Copy out the listing that follows exactly, dropping every picture.
* BEGIN *
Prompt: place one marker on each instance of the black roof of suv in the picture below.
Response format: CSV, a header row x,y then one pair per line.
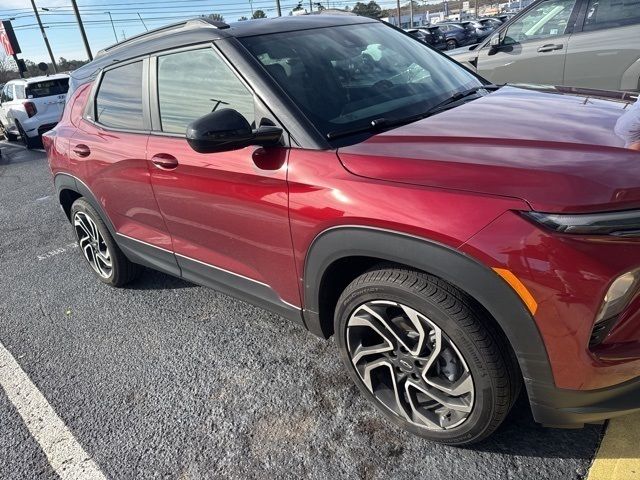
x,y
200,30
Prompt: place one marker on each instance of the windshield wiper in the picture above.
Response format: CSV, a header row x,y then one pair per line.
x,y
384,123
376,125
459,96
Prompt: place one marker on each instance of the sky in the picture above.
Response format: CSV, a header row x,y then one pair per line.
x,y
64,36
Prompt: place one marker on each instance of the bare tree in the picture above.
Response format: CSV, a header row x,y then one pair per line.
x,y
8,68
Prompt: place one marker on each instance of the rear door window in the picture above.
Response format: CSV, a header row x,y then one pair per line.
x,y
611,13
119,98
47,88
20,92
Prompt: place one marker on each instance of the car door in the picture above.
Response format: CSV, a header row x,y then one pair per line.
x,y
605,51
109,150
227,212
532,47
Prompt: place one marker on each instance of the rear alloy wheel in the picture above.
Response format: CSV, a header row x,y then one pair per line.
x,y
92,245
98,248
27,141
426,356
410,365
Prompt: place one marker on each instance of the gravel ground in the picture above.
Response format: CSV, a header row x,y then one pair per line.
x,y
166,379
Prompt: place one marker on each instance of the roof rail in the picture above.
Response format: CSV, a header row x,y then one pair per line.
x,y
186,24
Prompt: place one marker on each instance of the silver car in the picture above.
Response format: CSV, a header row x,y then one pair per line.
x,y
578,43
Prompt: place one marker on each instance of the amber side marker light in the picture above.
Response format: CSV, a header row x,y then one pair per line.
x,y
519,288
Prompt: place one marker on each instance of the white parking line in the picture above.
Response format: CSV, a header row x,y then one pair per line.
x,y
65,454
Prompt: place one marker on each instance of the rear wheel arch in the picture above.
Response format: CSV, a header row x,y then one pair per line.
x,y
335,250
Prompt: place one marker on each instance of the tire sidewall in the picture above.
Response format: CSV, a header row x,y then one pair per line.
x,y
82,205
480,418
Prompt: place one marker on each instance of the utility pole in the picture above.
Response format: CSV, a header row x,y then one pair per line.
x,y
112,26
44,36
143,24
82,32
411,13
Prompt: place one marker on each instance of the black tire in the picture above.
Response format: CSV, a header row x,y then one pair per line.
x,y
9,136
483,347
27,141
122,270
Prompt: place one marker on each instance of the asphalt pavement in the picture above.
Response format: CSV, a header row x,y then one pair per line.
x,y
165,379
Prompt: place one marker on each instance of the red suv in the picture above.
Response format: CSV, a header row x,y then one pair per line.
x,y
459,239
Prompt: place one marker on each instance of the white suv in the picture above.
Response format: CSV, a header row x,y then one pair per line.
x,y
31,106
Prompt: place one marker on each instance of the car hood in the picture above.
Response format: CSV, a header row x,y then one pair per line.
x,y
557,152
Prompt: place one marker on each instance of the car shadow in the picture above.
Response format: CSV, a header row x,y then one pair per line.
x,y
520,435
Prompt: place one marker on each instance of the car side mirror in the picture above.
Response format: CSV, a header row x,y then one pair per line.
x,y
225,130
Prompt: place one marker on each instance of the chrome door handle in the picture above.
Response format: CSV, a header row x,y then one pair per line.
x,y
550,47
164,161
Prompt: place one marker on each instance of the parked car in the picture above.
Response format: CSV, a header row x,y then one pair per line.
x,y
29,107
582,43
429,35
458,34
315,166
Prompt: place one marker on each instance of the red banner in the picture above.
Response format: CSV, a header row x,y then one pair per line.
x,y
8,38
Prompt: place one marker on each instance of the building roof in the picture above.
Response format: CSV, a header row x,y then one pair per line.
x,y
41,78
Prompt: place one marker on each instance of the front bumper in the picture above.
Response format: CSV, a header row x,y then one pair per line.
x,y
572,408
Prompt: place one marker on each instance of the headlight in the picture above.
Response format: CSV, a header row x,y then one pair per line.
x,y
618,295
622,224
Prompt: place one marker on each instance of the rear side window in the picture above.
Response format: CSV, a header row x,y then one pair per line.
x,y
611,13
48,88
194,83
119,98
7,93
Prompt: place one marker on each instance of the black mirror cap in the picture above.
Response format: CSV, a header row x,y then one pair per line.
x,y
225,130
219,131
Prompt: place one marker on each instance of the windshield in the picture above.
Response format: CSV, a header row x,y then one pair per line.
x,y
344,77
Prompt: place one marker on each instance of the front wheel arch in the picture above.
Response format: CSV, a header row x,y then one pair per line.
x,y
483,285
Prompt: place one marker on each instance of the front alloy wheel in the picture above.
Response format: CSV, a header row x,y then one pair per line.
x,y
409,365
426,355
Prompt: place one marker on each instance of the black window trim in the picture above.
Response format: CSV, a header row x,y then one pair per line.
x,y
154,100
90,109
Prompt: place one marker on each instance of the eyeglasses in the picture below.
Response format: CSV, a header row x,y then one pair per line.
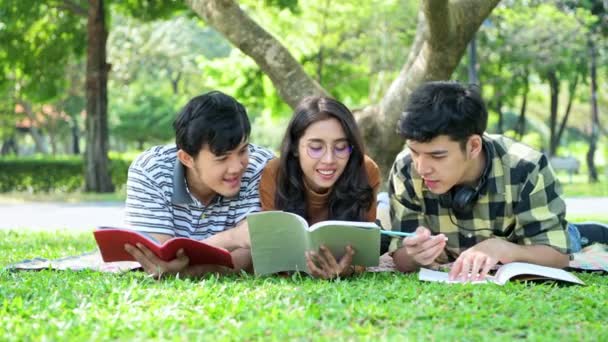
x,y
317,151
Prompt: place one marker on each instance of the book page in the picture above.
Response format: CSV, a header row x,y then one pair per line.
x,y
278,242
364,237
426,274
510,270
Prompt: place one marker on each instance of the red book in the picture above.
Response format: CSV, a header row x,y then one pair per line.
x,y
111,242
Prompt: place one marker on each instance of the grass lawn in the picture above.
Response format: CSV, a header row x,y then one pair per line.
x,y
85,305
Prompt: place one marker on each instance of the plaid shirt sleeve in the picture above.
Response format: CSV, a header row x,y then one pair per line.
x,y
405,205
540,211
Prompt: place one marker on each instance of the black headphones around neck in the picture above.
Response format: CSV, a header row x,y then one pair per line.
x,y
462,198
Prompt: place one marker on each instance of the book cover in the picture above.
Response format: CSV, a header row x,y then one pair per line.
x,y
111,243
280,239
510,271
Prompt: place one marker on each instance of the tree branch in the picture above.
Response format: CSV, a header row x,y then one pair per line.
x,y
73,7
274,59
437,13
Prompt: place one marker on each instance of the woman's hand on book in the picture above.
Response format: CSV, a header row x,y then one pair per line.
x,y
323,264
154,266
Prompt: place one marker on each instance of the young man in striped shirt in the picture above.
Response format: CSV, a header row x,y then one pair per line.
x,y
202,187
473,198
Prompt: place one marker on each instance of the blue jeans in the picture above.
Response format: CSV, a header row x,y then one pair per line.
x,y
575,238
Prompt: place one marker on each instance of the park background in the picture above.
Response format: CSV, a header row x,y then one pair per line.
x,y
89,84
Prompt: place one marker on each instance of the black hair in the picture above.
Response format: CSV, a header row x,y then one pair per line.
x,y
213,119
443,108
351,196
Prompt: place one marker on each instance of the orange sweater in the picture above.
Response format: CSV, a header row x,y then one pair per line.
x,y
317,203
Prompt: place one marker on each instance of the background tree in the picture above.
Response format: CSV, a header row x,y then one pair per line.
x,y
443,32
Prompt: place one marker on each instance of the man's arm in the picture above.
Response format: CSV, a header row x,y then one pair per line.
x,y
540,236
232,239
477,261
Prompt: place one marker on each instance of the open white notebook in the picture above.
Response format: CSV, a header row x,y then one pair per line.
x,y
518,270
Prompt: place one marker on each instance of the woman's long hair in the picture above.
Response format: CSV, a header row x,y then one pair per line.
x,y
351,196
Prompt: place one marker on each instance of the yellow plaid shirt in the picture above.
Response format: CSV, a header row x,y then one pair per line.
x,y
520,202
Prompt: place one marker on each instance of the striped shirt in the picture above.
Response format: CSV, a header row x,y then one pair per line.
x,y
520,202
158,200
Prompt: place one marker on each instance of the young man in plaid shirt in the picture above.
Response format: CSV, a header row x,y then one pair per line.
x,y
474,198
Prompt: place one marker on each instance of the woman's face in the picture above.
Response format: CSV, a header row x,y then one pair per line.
x,y
323,152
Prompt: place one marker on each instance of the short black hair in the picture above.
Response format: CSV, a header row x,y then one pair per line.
x,y
213,119
443,108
* END *
## FINAL RESULT
Prompt: place one marker on each instance of the black roof of suv in the picture below.
Response format: CSV, a header row x,y then one pair per line.
x,y
200,30
Prompt: place one marker on each instance of the windshield wiper in the picture above.
Response format: CSV, a header row x,y then one pair per line.
x,y
384,123
376,125
459,96
Prompt: place one marker on each instance of the sky in the picture above.
Response format: CSV, a header row x,y then one pair per line.
x,y
64,36
Prompt: place one marker on each instance of the bare tree in the picture above.
Response format: CSV, a header row x,y then one pair per line.
x,y
8,68
Prompt: place one marker on each instance of the rear door window in the picture above.
Response format: CSV, a header row x,y then one pair per line.
x,y
611,13
119,98
47,88
20,92
Prompt: place one marker on each instance of the car door in the picture above.
Response format: CSV, a header row x,y then one pair per line.
x,y
605,51
109,150
227,212
532,47
Prompt: place one marker on each instance of the rear alloy wheel in the picture above.
Response format: CSV, a header row x,y then one pair per line.
x,y
92,245
98,248
27,141
426,356
410,365
Prompt: place one marker on each instance of the gravel ground in the picture above.
Response format: CSV, a header row x,y then one pair per line.
x,y
166,379
Prompt: place one marker on each instance of the roof rail in the picture above.
Response format: CSV, a header row x,y then one pair per line.
x,y
186,24
Prompt: place one marker on each instance of the silver car in the picture above.
Response format: CSV, a header row x,y then one pair per line.
x,y
578,43
Prompt: place one marker on each instance of the amber side marker light in the picture above.
Response format: CSV, a header row x,y then one pair per line.
x,y
519,288
Prompt: place one marker on each instance of the white parking line in the picture above.
Response format: CSV, a header row x,y then one pair per line.
x,y
65,454
Prompt: place one marker on each instance of the rear wheel arch in the picture above.
Response format: CSV, a header row x,y then one pair per line.
x,y
335,250
Prompt: place one marker on each instance of the tire sidewall in the picture above.
Response format: CSV, a header row x,y then one pair per line.
x,y
82,205
480,418
Prompt: place one marker on each instance of the utility pole in the picture above.
Response format: CSV, a header row x,y then one pair per line.
x,y
112,26
44,36
143,24
82,32
411,13
Prompt: place one marker on each instance of the black tire in the picture above.
Response format: CSV, a header row x,y then one pair per line.
x,y
9,136
483,347
27,141
122,270
Prompt: place one marker on each instance of the asphalt pavement in the picture above.
Response format: CSV, a header row x,y then one pair per line.
x,y
165,379
Prompt: place one marker on each instance of the red suv in the picture above.
Response format: CSV, a header row x,y then one pair per line.
x,y
459,239
Prompt: place one marker on each instance of the white suv in the picture above.
Response format: CSV, a header row x,y then one pair per line.
x,y
31,106
Prompt: place one marker on each instance of the car hood in the picture above.
Response format: CSV, a header row x,y then one pair per line.
x,y
557,152
Prompt: place one marker on each instance of the car shadow in the picture above.
Response format: CSV, a header row x,y then one pair per line.
x,y
520,435
Prompt: place one marker on each instance of the car side mirror in the picture above.
Response format: CSV, a header row x,y then one pair per line.
x,y
225,130
Prompt: place one marker on each instance of the chrome door handle in the picture above.
Response format: CSV, a header row x,y then one pair per line.
x,y
550,47
164,161
Prompt: place one marker on each instance of the parked car in the picture above.
Response format: CSV, a header row x,y then one pair per line.
x,y
29,107
582,43
429,35
458,34
315,166
Prompt: place one marker on each instance of the red banner in the picture above.
Response format: CSV, a header row x,y then one pair per line.
x,y
8,38
Prompt: place one marker on each instance of the building roof in the picture above.
Response format: CSV, a header row x,y then one pair per line.
x,y
41,78
Prompt: place one marker on each instance of the front bumper in the picture above.
Response format: CSV, a header row x,y then one pair per line.
x,y
572,408
Prompt: place one marker on each instance of the headlight in the picture above.
Response format: CSV, a header row x,y then one pair per line.
x,y
618,295
622,224
Prompt: place one marker on each instance of the rear side window in the picture above.
Response format: CSV, a header row x,y then one pair per line.
x,y
611,13
48,88
194,83
119,98
7,93
Prompt: place one marker on each instance of the black mirror cap in the picture above.
Response format: CSV, a header row x,y then one pair per line.
x,y
225,130
219,131
Prompt: place one marker on each instance of the windshield in the picture above.
Response format: CSV, a header row x,y then one pair per line.
x,y
344,77
Prompt: place one marker on each instance of the front wheel arch in the picture above.
Response format: CSV, a header row x,y then one pair per line.
x,y
483,285
Prompt: place one marker on each instance of the front alloy wheel in the picture above.
Response format: CSV, a header row x,y then one pair per line.
x,y
409,365
426,355
Prompt: place one marker on each instance of the black window trim in the picture above.
Response format: CSV, a header row x,y then one pair per line.
x,y
154,100
90,109
Prompt: place one marker on each instance of the eyeglasses in the picture below.
Response format: CSV, a header row x,y then one pair per line.
x,y
317,151
Prompt: place one marker on each instance of the book page in the picture above.
Response format: CSV, a header row x,y then one pair per line.
x,y
278,242
364,237
426,274
510,270
Prompt: place one marker on each instance of the red book in the picture above.
Response format: CSV, a header row x,y then one pair per line.
x,y
111,242
Prompt: place one marker on each instance of the grass lawn in the picture above.
Response format: CSV, a header row x,y then one pair per line.
x,y
85,305
Prompt: place one marker on each instance of the plaid shirt sleeve in the picture above.
Response format: CSV, a header row x,y then one pair per line.
x,y
405,205
540,211
Prompt: place one marker on each instance of the black headphones around neck in the picture above.
Response format: CSV, a header row x,y then one pair per line.
x,y
462,198
Prompt: place one marker on each instance of the book cover in the picture above.
Response format: CSV, a header row x,y then one pair per line.
x,y
111,243
280,239
510,271
Prompt: place one marker on each instance of the tree branch in the picture above.
Response format: CSV, a header row x,y then one pair per line.
x,y
73,7
274,59
437,13
Prompt: place one marker on each instance of the woman's hand on book in the picture above.
Response format: CSV, a header row x,y then one pair per line.
x,y
323,264
154,266
Prompt: place one marker on each instance of the young man in striped shirt in the picture above.
Response format: CSV, a header row x,y then one pair per line.
x,y
202,187
473,198
Prompt: place one marker on each instance of the blue jeans in the picture above.
Response format: CSV, a header row x,y then one pair per line.
x,y
575,238
Prompt: place one marker on each instance of the park background in the picture above.
Response format: CSV, a header row x,y then one pair per line.
x,y
89,84
Prompt: place one marker on each instance of the black hair in the picture above.
Response format: CSV, a header row x,y then one pair per line.
x,y
213,119
443,108
351,196
Prompt: place one marker on each instance of the orange sweater in the picture above.
Response format: CSV, a header row x,y then one pair per line.
x,y
317,203
Prompt: place one marker on each instance of the background tree in the picture above.
Response format: CSV, a header row x,y then one pair per line.
x,y
443,32
Prompt: place one marker on each instance of the man's arm in the picture above.
Response format: CSV, a header row x,y then one pair per line.
x,y
540,236
232,239
477,261
Prompt: place one marker on each instance of the open white notebook in the picture above.
Response format: CSV, a header row x,y then one pair per line.
x,y
518,270
Prompt: place one marker on each instance of the woman's long hair in the picture above.
Response format: CSV, a header row x,y then one pair per line.
x,y
351,196
Prompt: place one marker on each instance of the yellow plaid shirt in the picture above.
Response format: CSV, a header row x,y then one pair per line.
x,y
520,202
Prompt: place one marker on each instance of the striped shirt in the picture above.
Response format: CSV, a header row x,y then one pair per line.
x,y
520,202
158,200
Prompt: place one marker on each instance of the young man in plaid shirt in the picture above.
Response format: CSV, a header row x,y then one pair per line.
x,y
474,198
Prompt: place one marker on each instance of the woman's face in the picture above.
Response format: CSV, a header row x,y then one pair per line.
x,y
323,152
Prompt: place one marker on each instance of the short black hair in the picture above.
Response format: CSV, a header row x,y then one pair per line.
x,y
213,119
443,108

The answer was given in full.